Objective: Find every line in the records below that contains the word "taiko" and copy each such line in full.
********************
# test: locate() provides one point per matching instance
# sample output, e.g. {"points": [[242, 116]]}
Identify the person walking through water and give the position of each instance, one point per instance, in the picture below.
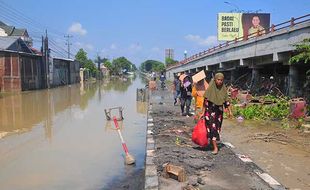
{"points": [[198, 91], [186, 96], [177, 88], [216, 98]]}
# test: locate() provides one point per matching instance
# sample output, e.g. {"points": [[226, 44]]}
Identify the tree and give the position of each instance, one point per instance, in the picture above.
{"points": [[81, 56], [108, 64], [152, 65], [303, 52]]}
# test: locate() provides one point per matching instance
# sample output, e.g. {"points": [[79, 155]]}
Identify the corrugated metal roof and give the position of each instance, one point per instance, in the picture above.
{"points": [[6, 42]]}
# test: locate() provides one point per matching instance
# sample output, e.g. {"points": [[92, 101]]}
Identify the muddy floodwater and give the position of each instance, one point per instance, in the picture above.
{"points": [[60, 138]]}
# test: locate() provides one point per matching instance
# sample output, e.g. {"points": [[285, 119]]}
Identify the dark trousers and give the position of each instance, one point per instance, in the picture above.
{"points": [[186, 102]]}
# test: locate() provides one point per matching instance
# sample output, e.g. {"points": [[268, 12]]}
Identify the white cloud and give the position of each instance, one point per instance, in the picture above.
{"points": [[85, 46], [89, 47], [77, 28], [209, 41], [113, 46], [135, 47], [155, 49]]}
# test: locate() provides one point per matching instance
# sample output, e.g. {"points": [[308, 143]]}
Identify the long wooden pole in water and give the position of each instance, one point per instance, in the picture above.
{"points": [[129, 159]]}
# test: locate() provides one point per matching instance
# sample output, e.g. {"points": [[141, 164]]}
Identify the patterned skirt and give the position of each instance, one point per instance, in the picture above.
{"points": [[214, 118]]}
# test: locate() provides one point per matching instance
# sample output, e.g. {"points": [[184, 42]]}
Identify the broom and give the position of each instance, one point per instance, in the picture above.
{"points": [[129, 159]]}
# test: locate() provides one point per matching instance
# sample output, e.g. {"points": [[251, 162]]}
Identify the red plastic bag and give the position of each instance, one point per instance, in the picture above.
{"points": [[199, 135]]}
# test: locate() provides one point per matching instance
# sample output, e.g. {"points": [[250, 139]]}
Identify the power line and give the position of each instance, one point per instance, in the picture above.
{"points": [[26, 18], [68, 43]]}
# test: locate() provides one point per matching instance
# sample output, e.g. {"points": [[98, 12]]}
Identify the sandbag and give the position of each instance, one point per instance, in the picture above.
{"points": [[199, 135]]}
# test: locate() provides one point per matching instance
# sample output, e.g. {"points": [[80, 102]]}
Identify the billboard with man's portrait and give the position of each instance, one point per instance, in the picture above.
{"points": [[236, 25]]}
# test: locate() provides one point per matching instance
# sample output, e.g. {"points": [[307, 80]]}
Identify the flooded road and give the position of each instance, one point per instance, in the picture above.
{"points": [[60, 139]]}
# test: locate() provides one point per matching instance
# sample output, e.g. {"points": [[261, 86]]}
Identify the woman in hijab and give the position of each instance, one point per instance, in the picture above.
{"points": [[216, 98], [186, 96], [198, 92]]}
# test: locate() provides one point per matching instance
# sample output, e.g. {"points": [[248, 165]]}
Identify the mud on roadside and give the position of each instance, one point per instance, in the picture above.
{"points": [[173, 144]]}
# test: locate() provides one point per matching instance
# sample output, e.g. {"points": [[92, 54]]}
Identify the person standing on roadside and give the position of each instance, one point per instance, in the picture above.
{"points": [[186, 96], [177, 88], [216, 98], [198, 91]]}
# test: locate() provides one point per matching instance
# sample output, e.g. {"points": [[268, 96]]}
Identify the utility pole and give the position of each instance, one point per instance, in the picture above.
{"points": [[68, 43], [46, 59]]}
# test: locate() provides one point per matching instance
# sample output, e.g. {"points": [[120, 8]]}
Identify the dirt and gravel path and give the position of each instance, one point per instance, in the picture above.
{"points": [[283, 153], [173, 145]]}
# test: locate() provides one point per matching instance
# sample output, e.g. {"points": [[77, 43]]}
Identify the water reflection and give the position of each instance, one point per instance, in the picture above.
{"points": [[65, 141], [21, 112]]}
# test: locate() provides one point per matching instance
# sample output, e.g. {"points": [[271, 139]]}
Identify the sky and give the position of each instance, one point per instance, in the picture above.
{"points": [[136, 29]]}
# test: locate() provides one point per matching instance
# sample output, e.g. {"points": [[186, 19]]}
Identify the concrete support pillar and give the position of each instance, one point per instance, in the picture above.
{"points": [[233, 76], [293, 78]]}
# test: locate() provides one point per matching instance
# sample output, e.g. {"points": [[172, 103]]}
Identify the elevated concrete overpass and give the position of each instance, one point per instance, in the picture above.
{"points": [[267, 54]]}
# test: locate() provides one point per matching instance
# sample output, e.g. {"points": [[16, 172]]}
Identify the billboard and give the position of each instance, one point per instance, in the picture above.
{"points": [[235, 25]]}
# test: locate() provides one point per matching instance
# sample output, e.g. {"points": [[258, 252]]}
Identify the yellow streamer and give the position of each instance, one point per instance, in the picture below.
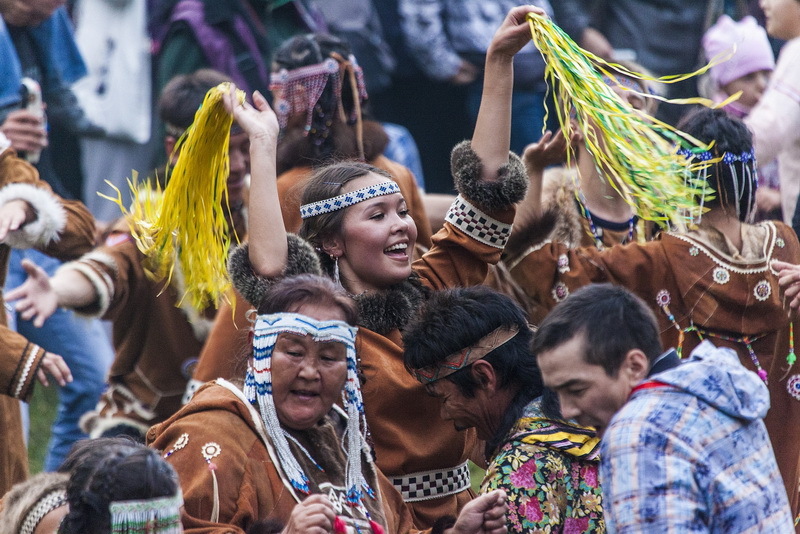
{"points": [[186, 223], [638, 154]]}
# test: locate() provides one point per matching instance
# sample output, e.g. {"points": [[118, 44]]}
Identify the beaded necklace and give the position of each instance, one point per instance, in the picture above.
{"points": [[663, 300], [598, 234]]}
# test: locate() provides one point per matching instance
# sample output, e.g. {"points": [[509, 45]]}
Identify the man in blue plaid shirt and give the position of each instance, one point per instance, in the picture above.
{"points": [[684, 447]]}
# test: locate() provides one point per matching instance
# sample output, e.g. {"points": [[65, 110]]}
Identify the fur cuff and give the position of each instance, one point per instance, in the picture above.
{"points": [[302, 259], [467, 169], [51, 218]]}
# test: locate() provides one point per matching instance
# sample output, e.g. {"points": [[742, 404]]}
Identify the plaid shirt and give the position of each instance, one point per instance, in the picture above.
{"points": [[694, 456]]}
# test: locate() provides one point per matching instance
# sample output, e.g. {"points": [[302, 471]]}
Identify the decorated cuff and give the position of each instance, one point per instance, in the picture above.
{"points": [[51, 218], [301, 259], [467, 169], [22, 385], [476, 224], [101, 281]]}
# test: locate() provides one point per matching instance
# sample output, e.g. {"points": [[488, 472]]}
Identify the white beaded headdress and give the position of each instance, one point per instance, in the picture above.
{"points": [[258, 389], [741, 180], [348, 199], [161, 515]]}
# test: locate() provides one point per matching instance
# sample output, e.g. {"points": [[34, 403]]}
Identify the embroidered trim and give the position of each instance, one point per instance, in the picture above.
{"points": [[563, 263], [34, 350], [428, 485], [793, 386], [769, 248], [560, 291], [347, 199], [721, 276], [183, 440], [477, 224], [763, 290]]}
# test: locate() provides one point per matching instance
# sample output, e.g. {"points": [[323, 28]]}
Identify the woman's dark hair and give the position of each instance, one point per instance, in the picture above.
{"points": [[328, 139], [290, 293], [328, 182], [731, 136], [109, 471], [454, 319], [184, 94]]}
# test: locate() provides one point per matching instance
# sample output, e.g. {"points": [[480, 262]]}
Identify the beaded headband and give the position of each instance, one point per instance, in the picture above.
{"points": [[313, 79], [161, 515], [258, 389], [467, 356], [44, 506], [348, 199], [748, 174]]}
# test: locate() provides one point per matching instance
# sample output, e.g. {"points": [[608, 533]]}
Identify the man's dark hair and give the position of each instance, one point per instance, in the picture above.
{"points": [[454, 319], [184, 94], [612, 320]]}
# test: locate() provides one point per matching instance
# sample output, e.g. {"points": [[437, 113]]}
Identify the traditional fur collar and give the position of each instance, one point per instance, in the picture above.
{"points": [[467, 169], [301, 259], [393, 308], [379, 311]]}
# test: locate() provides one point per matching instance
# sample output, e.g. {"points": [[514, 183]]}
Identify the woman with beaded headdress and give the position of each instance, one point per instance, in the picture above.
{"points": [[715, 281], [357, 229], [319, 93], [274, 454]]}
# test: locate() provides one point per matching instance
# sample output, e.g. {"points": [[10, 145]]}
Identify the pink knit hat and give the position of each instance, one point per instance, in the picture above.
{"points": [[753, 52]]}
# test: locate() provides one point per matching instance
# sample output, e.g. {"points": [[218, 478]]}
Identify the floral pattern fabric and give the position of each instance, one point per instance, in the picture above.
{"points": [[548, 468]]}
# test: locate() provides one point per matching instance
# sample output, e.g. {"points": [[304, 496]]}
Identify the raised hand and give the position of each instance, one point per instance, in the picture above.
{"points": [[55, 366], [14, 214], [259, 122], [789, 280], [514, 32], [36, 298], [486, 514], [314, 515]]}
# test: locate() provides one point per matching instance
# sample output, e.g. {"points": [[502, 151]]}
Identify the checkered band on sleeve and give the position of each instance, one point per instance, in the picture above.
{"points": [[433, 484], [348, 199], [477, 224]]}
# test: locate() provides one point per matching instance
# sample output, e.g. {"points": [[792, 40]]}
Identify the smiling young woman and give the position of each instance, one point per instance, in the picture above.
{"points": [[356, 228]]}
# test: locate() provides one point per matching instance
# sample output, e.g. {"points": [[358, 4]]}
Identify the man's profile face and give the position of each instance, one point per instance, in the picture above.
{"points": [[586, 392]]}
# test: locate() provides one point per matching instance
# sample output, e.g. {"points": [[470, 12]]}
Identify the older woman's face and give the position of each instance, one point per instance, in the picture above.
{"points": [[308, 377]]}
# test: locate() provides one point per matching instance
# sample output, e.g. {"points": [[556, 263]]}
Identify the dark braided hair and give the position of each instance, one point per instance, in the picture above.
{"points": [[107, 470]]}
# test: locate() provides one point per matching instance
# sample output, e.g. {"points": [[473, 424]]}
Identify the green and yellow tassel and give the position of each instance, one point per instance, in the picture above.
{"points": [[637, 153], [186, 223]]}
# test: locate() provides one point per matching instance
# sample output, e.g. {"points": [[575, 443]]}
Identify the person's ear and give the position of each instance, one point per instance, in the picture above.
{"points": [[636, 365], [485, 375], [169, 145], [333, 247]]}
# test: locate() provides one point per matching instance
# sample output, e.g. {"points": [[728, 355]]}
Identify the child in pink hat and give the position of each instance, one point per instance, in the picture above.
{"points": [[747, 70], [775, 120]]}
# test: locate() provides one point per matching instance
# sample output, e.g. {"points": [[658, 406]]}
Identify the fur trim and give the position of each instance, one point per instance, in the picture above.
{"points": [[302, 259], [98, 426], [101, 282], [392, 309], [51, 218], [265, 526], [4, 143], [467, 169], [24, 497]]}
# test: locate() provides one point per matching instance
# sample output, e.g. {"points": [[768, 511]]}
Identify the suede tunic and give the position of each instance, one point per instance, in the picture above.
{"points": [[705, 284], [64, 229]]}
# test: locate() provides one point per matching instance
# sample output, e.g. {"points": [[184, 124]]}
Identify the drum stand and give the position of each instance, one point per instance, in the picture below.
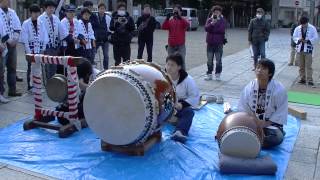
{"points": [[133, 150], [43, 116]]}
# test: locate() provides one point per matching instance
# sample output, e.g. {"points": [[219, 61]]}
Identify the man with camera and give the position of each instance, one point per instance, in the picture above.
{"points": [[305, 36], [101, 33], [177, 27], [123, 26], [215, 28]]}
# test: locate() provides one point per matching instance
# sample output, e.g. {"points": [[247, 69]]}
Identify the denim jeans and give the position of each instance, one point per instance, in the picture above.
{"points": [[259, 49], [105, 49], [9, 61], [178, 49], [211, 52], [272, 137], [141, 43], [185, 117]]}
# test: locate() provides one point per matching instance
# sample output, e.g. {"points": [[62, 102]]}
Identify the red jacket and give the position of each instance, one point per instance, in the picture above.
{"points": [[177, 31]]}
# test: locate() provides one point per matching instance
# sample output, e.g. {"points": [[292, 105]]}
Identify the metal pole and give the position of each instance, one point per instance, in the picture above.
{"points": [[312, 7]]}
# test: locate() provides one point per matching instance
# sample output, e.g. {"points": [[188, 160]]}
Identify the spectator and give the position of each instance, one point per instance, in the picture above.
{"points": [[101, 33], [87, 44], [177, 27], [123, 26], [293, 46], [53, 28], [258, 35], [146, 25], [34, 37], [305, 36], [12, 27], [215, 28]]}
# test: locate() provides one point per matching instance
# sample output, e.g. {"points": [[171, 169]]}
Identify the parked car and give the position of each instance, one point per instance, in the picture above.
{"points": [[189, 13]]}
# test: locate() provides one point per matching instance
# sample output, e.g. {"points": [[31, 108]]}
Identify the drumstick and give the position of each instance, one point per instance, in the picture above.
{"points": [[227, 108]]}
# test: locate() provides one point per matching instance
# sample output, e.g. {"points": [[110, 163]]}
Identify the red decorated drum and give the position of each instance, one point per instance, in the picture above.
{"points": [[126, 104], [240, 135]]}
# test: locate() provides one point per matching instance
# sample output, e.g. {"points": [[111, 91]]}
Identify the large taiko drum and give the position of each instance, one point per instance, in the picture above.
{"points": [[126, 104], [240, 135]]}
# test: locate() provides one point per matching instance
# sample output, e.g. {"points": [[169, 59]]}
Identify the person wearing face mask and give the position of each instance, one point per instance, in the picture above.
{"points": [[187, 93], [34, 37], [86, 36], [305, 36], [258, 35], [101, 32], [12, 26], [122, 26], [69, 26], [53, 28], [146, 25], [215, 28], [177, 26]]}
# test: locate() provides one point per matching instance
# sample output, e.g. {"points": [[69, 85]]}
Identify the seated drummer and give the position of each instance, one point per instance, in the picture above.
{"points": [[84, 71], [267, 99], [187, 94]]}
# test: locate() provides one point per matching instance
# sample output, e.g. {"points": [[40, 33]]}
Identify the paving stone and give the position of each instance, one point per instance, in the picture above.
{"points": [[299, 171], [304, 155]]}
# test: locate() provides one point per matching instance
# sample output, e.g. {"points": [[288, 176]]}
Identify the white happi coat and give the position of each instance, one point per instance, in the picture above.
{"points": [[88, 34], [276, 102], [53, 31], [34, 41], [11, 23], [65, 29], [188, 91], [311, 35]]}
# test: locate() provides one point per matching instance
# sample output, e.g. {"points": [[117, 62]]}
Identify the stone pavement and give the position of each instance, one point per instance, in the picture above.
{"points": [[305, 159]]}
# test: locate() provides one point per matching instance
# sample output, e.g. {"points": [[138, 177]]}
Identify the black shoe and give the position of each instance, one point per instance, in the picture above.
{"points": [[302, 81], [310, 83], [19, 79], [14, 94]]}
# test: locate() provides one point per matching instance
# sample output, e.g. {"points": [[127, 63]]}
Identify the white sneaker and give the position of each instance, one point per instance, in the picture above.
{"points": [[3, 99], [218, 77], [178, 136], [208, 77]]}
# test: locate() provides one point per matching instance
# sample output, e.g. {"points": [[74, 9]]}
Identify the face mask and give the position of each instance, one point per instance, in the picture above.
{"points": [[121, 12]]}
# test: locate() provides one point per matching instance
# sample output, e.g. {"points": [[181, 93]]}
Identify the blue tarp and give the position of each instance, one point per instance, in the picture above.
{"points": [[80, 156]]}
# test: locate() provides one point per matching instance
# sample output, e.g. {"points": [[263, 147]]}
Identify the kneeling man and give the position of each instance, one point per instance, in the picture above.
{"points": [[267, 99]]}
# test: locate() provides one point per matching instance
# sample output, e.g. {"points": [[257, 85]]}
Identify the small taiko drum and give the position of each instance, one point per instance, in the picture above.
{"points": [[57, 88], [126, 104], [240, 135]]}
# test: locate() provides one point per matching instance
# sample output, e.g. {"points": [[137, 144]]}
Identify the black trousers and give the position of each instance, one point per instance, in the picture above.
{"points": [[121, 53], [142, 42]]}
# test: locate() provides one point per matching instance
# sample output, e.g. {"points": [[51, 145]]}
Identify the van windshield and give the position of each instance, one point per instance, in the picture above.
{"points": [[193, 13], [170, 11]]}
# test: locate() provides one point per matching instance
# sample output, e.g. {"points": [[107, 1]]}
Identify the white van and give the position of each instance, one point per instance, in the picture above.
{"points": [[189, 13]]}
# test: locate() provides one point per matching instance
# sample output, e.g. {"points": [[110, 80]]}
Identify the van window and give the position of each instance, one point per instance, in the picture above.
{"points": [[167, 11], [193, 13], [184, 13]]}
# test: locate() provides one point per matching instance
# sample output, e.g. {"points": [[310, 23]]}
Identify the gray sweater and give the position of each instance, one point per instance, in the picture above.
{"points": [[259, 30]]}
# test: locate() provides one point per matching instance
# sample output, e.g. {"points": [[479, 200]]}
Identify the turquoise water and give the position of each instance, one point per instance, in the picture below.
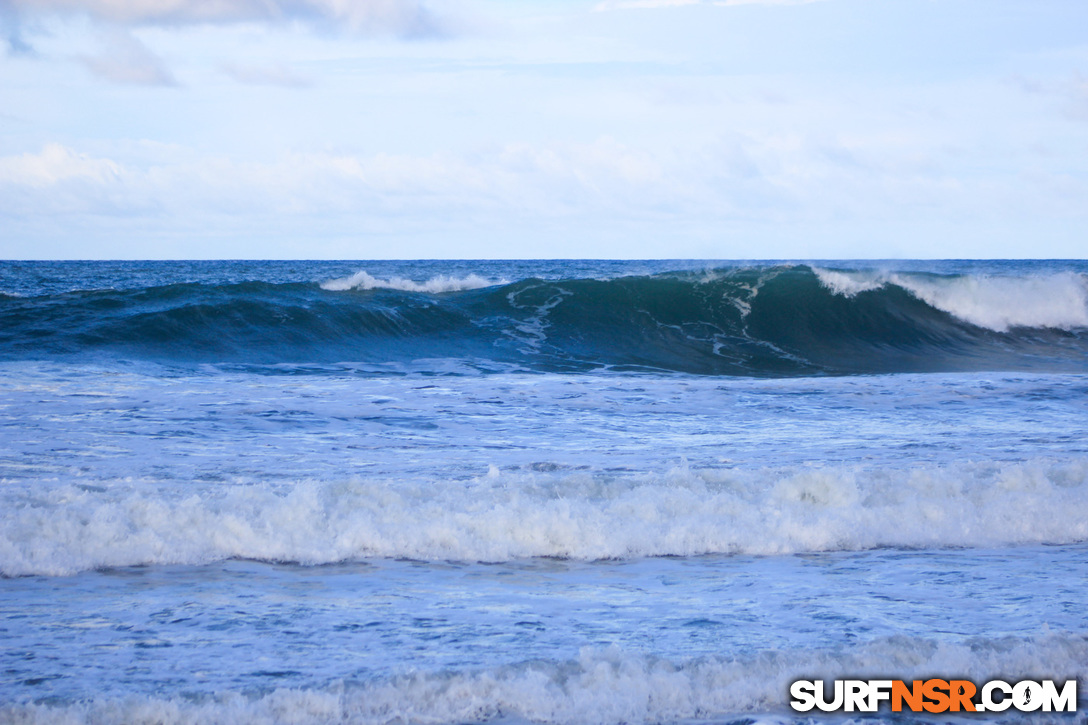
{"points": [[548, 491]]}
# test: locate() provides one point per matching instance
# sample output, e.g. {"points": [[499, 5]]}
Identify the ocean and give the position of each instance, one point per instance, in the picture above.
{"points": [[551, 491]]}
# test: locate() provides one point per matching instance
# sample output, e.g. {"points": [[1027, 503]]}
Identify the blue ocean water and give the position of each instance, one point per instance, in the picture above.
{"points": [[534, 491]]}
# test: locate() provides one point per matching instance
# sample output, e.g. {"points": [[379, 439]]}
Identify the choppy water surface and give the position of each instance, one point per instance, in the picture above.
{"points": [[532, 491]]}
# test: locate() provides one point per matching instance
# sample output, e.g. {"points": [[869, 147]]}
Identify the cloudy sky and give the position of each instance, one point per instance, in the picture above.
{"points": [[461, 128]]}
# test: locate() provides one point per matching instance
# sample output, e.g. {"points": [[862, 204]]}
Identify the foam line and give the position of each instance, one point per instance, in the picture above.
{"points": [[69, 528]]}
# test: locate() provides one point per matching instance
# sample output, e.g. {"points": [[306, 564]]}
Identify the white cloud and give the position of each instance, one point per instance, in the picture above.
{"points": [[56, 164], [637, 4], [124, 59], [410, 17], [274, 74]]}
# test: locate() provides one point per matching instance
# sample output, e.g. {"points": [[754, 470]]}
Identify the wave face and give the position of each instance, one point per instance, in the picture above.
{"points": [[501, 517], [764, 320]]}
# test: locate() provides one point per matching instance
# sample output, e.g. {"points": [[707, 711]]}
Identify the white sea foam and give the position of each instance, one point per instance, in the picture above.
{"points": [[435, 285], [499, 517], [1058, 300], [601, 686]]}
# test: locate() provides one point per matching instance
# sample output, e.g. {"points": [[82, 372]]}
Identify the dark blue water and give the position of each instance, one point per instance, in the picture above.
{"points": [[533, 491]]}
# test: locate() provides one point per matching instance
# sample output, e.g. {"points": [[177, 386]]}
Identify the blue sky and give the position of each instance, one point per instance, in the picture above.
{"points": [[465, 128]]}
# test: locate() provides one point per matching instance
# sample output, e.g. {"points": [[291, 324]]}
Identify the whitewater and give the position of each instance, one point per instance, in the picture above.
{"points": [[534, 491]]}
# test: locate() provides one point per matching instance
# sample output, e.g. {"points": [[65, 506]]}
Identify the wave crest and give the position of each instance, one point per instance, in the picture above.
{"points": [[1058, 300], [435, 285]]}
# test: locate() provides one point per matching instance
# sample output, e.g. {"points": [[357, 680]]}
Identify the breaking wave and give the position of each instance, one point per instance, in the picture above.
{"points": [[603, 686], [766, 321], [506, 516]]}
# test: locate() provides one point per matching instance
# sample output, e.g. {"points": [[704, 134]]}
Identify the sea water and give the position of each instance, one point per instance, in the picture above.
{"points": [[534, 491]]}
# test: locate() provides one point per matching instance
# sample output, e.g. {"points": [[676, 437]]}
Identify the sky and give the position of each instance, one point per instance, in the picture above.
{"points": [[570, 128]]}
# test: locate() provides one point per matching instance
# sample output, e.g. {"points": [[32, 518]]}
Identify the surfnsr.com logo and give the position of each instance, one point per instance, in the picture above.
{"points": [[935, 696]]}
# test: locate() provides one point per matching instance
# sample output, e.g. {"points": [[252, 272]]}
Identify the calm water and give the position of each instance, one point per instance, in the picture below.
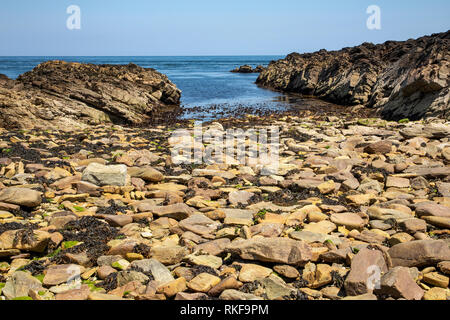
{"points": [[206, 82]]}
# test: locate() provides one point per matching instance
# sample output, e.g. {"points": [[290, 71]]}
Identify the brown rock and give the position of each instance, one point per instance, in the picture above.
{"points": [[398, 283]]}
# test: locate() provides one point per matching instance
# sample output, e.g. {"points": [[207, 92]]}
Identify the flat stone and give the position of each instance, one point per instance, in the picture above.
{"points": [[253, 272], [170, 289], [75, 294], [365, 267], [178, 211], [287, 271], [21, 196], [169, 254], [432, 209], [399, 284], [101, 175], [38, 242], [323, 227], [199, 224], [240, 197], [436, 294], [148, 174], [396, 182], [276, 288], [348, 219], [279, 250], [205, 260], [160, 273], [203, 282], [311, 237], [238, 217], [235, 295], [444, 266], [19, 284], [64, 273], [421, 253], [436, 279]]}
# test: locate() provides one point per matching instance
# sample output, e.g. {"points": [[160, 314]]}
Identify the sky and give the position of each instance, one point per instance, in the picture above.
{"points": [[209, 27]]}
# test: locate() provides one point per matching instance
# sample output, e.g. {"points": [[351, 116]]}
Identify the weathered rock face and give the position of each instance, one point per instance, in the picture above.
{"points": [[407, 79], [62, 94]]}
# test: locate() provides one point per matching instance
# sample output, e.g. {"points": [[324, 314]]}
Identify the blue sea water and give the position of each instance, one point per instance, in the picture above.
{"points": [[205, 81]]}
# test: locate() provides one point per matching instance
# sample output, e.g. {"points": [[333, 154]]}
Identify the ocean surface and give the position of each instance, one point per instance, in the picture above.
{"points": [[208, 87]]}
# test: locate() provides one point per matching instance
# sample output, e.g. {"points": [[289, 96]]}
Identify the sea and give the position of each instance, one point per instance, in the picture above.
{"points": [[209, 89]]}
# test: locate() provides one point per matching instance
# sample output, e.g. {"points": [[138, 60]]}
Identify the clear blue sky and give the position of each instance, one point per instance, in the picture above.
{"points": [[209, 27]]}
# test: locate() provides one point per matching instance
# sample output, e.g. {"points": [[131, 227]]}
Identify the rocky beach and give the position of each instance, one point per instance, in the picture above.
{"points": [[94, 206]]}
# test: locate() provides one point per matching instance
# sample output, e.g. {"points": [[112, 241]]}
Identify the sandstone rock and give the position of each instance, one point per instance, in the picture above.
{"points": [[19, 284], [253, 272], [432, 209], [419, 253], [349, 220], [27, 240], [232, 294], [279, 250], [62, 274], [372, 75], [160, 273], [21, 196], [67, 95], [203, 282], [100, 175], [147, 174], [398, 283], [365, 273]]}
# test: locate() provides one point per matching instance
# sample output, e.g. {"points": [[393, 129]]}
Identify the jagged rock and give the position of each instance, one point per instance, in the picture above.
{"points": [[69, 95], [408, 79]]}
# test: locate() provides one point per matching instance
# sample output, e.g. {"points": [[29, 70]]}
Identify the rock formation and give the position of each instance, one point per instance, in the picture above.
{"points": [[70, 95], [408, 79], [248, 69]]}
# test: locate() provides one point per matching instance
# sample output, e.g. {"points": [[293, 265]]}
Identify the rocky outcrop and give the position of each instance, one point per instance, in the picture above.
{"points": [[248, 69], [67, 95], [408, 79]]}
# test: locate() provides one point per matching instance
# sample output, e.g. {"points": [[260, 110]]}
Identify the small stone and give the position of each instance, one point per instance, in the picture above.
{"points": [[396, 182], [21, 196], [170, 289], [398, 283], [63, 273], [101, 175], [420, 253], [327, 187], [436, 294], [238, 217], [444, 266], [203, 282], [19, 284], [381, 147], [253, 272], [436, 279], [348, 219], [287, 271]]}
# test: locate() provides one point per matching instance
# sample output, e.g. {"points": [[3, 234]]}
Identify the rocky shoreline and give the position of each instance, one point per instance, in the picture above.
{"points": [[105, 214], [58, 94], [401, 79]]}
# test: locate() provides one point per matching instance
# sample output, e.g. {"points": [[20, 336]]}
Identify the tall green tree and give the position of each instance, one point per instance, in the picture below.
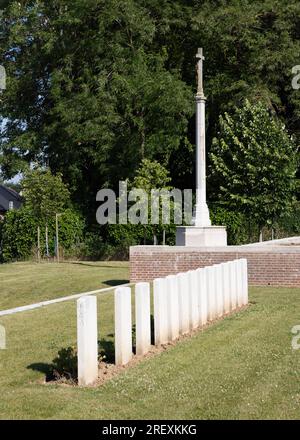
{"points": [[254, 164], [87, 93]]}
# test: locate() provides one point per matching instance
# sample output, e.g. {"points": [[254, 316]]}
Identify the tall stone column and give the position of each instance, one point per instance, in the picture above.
********************
Full response:
Identify the large taiko drum and give the position of each instance, one point per instance, in the picture above.
Identify the small taiko drum and give the position of each instance, one point per instance, in the picture above.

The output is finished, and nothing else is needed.